> _Exercise brief_: Write out all records as given; omit images.

> _Material shown_:
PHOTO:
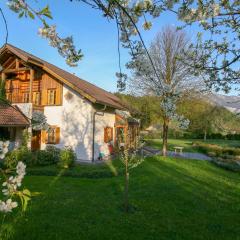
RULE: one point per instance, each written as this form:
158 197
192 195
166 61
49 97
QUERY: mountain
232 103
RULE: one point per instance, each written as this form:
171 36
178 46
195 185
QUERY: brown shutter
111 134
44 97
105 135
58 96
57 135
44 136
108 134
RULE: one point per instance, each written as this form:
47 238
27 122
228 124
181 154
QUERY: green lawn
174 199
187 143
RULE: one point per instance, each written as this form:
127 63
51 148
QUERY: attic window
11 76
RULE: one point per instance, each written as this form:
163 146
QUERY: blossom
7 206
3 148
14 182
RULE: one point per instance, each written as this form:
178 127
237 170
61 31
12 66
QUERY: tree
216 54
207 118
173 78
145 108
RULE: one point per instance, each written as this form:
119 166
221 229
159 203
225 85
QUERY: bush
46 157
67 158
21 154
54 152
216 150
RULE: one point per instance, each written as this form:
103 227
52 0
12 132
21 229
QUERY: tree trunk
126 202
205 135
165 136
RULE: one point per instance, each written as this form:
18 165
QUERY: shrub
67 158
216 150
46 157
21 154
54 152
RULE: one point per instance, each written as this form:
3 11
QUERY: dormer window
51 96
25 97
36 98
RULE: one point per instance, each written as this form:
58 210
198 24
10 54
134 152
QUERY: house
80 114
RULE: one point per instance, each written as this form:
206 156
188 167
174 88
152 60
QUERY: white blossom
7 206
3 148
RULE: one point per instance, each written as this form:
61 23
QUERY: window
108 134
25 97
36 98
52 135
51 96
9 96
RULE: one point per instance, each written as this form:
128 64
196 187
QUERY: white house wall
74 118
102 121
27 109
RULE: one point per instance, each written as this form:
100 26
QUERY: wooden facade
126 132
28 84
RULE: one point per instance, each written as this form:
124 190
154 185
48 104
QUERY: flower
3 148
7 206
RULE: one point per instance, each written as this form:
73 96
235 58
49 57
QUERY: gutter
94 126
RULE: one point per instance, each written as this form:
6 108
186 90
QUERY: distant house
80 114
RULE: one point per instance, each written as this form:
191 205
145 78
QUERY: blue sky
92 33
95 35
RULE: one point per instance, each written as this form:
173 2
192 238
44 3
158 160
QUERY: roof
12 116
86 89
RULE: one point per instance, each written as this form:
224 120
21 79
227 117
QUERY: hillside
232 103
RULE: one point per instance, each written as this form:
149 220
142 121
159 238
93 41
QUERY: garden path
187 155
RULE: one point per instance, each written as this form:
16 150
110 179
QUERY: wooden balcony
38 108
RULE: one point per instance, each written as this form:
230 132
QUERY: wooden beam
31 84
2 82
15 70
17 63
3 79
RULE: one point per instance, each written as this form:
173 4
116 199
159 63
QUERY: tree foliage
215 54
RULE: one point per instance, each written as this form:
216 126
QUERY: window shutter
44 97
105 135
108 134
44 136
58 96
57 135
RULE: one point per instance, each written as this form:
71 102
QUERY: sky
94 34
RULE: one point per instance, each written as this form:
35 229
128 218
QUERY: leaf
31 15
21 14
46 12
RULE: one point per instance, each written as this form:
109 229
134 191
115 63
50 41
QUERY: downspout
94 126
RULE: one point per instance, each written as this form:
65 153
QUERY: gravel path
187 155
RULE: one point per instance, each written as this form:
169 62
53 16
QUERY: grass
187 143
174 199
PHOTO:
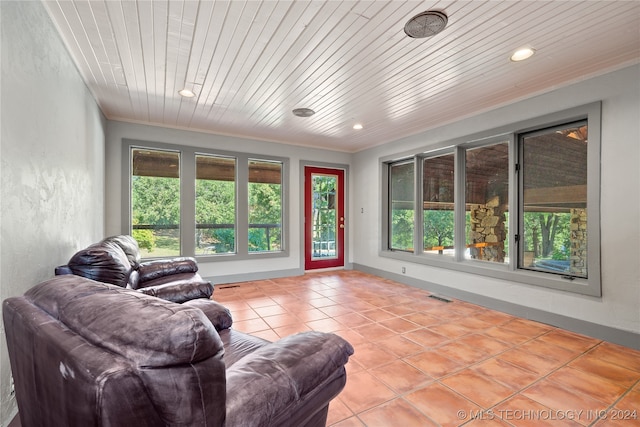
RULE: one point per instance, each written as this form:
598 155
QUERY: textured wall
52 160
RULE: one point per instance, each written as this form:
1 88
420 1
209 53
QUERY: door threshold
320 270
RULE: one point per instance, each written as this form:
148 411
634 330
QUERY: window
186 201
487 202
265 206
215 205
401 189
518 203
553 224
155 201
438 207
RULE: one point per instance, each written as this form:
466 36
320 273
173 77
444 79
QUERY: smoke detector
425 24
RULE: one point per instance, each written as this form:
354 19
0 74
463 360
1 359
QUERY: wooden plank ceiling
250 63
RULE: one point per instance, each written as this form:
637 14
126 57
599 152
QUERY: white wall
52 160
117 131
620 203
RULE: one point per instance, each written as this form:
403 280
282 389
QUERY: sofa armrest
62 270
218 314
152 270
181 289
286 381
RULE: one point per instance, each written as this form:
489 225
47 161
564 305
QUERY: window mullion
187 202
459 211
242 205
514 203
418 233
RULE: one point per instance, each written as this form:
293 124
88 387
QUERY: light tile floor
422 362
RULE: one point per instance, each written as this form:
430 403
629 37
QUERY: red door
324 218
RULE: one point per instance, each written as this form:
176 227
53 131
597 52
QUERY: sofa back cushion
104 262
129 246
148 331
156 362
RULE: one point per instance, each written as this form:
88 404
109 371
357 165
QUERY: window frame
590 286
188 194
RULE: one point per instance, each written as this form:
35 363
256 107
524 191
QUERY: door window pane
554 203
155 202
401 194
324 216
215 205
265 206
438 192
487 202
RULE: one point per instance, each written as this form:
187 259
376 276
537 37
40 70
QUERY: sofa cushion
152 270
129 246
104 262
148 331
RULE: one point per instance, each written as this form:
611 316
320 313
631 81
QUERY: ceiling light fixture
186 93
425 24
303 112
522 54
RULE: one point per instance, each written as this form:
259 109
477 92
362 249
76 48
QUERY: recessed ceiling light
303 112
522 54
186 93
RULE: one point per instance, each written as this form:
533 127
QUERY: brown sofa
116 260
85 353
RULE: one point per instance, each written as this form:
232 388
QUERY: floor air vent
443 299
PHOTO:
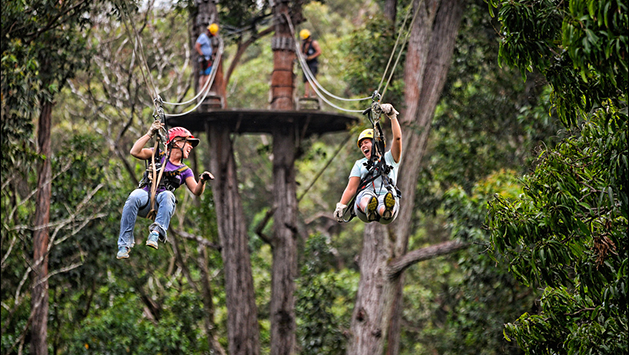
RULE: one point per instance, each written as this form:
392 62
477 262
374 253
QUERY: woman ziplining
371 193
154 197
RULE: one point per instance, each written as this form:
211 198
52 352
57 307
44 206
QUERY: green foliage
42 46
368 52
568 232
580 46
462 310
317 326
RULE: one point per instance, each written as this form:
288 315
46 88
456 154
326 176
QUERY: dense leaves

> _Correct output_:
PHOTO:
RULE: one point per instance, each written as this form:
158 197
192 195
166 61
49 97
QUERY: mountain
232 103
RULE: one point per instance, each written as this form:
171 36
178 46
195 185
QUERY: brown shutter
111 134
44 97
105 135
58 96
57 135
44 136
108 134
RULE: one point per instance, each written as this form:
47 238
27 122
228 124
181 154
QUERY: green lawn
174 199
187 143
RULE: one point per instance, each written as this form:
127 63
51 148
QUERY: attic window
11 76
RULE: one point per instance, each written as this form:
163 146
QUERY: blossom
7 206
3 148
14 182
RULE: one point per instance, each written as this form:
178 127
237 170
61 31
12 66
QUERY: tree
216 54
207 118
173 78
145 108
RULE: one point per instance, each written as this form:
119 166
221 229
159 203
225 85
QUERY: bush
46 157
67 158
21 154
54 152
216 150
RULE: one point per instance, each written as this form:
103 227
52 0
12 132
21 229
QUERY: tree trunk
126 202
205 135
165 136
RULE: one point per instance, each written as this form:
18 165
QUERY: shrub
67 158
216 150
46 157
21 154
54 152
RULE: one point per instance, each written as this form:
3 11
QUERY: dormer window
51 96
25 97
36 98
RULE: one point per instance, each written as this form:
58 210
198 24
10 54
134 152
QUERY: house
80 114
RULE: one point per instance, each written as this form:
206 156
188 167
174 88
152 60
QUERY: white blossom
7 206
3 148
RULE: one point per instance, each written as this form:
61 23
QUERY: window
108 134
25 97
36 98
52 135
51 96
9 96
RULE: one point per instance, each written as this form:
128 64
196 187
QUERY: white house wall
74 118
102 121
27 109
RULE: one point per instance, each written as this form:
100 26
QUERY: wooden facade
126 132
28 84
RULE: one point per instance, each written as this form:
124 190
154 185
48 104
QUERY: flower
3 148
7 206
RULE: one point per instance, each written as this form:
73 96
235 58
49 57
QUERY: gutter
94 126
RULE: one point per instance, each written as this form:
6 108
186 90
QUERY: distant house
80 114
RULE: one point per instance, each written as this form:
191 205
145 78
QUERY: blue sky
92 33
95 35
RULE: one point per instance, each written as this form:
173 2
192 238
44 3
158 160
QUERY: roof
12 116
86 89
RULE: one point per instance, each written as this form:
224 120
21 79
227 117
QUERY: hillside
232 103
RULE: one point per instance, each written as this form:
149 220
142 121
159 238
93 41
QUERY: garden path
187 155
RULE: one point per instance, each written as this form:
16 150
110 179
QUERY: wooden balcony
38 108
RULE: one point per instance, each written as this form:
230 132
QUERY: wooden beam
31 84
2 82
15 70
17 63
3 79
RULE: one point per instance, each written as this form:
173 4
116 199
159 63
QUERY: tree foliage
215 54
RULE: one point per instance, each written as this form:
216 126
QUERY: window shutter
44 97
105 135
108 134
44 136
58 96
57 135
RULE: one point per instance, each written as this form:
71 102
QUERY: sky
94 34
RULE: one point per instance, each written as this form:
35 229
128 218
QUERY: leaf
31 15
21 14
46 12
RULE: one point per instance, each written as this form:
109 229
134 191
115 63
50 41
QUERY: downspout
94 126
RULE: one point per instance, each written as this form:
65 153
QUERY: gravel path
187 155
RULE: one point per instance, each written as this form:
169 62
53 16
QUERY: grass
187 143
174 199
PHOTO:
RULE: one point per instance, each written as this form:
598 155
QUERY: textured wall
52 160
RULE: one point per instance, each written as this form:
1 88
420 1
209 53
QUERY: door threshold
320 270
RULE: one point per instance, each written as this form:
148 411
634 330
QUERY: window
186 201
487 202
265 206
215 205
401 189
518 203
553 224
155 201
438 207
RULE: one point per instance, each written as this form:
466 36
320 273
173 77
444 79
QUERY: smoke detector
425 24
RULE: one point per instance, each written as this form:
354 19
0 74
463 360
1 359
QUERY: wooden plank ceiling
250 63
RULE: one point per instance, each written as this form:
637 14
126 57
599 152
QUERY: white wall
52 160
117 131
620 203
RULE: one point per instance, each written as this form:
403 280
282 389
QUERY: sofa armrest
62 270
218 314
152 270
181 289
286 381
RULE: one point per instance, each written as this form:
489 225
47 161
564 305
QUERY: window mullion
187 202
459 211
242 205
514 203
418 233
RULE: one point per instance, each written as this form:
293 124
88 387
QUERY: light tile floor
422 362
RULE: one point per instance, each written as this form:
430 403
629 37
QUERY: red door
324 218
RULE: one point per instance, each written as this form:
176 227
53 131
597 52
QUERY: sofa back cushion
104 262
129 246
148 331
156 362
RULE: one point per instance, each written as this form:
88 404
109 371
357 165
QUERY: window frame
590 286
188 194
RULE: one point per instance, each written as this form:
35 363
256 107
524 191
QUERY: door window pane
554 203
155 202
401 194
324 216
215 205
265 206
438 192
487 202
RULE: one point per instance, each written as this form:
187 259
376 276
537 37
40 70
QUERY: sofa cushion
152 270
129 246
104 262
148 331
RULE: one point per instance, each written as this form:
611 316
320 313
631 81
QUERY: ceiling light fixture
186 93
425 24
303 112
522 54
RULE: one point per instance, each written as this form:
259 109
477 92
362 249
76 48
QUERY: recessed ceiling light
303 112
522 54
186 93
RULE: one point per instance, each written as this form:
533 127
QUERY: brown sofa
116 260
85 353
RULE: one point per instance, each written as this form:
232 388
QUERY: floor air vent
443 299
PHOTO:
RULE: one point per instance, each written as this form:
392 62
477 262
374 253
QUERY: woman ziplining
371 193
154 197
RULE: one point per instance, each written as this form:
211 198
52 352
57 307
44 206
QUERY: green foliage
42 46
368 52
568 232
580 46
462 310
317 326
RULE: one point per instance, each written as this form:
288 315
46 88
456 154
326 176
QUERY: dense leaves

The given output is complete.